Goal:
Locate the line that contains "Task: set a point on the snow", then copy it and all later lines of the data below exactly, through the last one.

Provided data:
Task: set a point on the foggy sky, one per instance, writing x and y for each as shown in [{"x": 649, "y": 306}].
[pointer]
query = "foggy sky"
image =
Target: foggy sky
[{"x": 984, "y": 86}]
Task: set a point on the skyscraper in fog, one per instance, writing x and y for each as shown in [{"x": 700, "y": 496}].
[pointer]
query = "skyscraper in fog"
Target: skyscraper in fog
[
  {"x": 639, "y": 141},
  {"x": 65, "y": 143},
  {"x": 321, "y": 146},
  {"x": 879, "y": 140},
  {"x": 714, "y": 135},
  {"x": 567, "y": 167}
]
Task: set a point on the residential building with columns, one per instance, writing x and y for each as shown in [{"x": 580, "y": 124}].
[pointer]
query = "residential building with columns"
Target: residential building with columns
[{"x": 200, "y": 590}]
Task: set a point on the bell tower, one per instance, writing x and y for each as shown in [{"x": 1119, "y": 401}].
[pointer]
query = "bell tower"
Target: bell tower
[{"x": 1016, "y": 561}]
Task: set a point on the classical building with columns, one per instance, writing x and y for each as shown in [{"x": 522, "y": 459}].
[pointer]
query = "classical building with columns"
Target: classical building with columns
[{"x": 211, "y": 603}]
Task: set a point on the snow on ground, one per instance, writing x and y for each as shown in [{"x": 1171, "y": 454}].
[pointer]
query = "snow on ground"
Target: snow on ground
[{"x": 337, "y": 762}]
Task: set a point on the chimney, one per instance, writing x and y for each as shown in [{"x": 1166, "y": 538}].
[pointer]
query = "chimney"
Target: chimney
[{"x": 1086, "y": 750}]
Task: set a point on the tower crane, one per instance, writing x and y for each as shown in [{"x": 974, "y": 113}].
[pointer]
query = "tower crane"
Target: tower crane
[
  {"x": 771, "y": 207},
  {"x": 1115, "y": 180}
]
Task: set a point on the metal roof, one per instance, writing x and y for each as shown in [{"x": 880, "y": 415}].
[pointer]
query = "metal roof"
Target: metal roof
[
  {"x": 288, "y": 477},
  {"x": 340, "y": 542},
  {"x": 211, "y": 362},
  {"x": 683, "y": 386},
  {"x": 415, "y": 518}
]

Answer:
Task: set a point on the snow on ground, one per instance, writing x and y for each as shown in [{"x": 1171, "y": 454}].
[pointer]
query = "snow on ground"
Target: snow on ground
[{"x": 337, "y": 762}]
Task: set a point on the chimney, one per instance, writing x and y for each as shown in [{"x": 1166, "y": 538}].
[pointer]
query = "chimney"
Target: chimney
[{"x": 1086, "y": 750}]
Task: set a point on the tower crane, one per instance, writing x and y for each as shown in [{"x": 974, "y": 113}].
[pointer]
query = "tower crane"
Target: tower crane
[
  {"x": 771, "y": 207},
  {"x": 1115, "y": 180}
]
Task: set a point on the metal roof, one per instance, writing x and y for each as shown in [{"x": 880, "y": 415}].
[pointer]
query = "metal roof"
Target: metal roof
[
  {"x": 288, "y": 477},
  {"x": 340, "y": 542},
  {"x": 211, "y": 362},
  {"x": 683, "y": 386},
  {"x": 415, "y": 518}
]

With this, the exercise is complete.